BRIEF →
Rewrite the entries from their start through the line containing "0;626;76;693", substituting "Inspect" for "Examine" and leaving everything else unchanged.

*-*-*

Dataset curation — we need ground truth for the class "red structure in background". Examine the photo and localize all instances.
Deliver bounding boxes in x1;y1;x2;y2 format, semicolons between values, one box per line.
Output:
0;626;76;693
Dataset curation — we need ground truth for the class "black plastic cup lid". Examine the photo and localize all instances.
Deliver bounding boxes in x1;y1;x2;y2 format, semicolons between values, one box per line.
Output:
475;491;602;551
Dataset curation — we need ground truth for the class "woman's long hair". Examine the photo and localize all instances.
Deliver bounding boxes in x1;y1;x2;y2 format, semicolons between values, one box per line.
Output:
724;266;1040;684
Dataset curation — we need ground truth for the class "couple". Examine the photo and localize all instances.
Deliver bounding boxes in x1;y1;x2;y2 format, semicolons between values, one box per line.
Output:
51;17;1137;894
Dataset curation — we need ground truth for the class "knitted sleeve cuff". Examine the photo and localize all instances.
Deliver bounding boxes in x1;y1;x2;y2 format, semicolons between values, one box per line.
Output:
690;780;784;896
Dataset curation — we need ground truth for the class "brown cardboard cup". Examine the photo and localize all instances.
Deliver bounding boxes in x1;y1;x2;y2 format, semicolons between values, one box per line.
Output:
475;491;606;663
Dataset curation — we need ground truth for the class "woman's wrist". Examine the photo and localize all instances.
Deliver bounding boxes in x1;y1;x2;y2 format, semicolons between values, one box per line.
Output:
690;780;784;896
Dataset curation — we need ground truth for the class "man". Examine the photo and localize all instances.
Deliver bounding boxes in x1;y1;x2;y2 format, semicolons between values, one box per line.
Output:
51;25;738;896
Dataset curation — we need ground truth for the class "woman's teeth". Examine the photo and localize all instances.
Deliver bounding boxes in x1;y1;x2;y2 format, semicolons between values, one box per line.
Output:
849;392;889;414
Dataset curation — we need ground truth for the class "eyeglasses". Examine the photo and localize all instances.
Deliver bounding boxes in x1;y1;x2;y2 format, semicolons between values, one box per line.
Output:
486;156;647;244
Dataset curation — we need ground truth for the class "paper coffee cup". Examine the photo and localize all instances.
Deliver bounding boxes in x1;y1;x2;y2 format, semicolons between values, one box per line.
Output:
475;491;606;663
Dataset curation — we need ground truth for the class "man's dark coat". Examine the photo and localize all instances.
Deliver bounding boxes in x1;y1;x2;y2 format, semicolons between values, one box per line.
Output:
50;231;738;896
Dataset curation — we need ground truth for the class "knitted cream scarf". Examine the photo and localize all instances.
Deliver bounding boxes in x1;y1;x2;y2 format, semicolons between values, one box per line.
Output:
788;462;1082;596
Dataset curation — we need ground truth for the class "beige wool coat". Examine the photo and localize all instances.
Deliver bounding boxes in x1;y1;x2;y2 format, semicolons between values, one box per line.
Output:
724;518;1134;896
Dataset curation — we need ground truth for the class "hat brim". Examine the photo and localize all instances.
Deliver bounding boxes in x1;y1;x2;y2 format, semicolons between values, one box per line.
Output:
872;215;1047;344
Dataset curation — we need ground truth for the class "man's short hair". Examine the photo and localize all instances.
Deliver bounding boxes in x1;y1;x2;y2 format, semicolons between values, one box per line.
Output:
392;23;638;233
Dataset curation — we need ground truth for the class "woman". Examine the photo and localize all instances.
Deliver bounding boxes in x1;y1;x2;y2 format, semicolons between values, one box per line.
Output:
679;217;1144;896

*-*-*

OUTPUT FOR THIS EXERCISE →
Dataset curation — we need ground truth for the class "red structure in background". Inspect the photo and localize all instances.
Deliver bounding boxes in x1;y1;x2;y2 format, semicolons between values, one box per line.
Output:
0;626;76;693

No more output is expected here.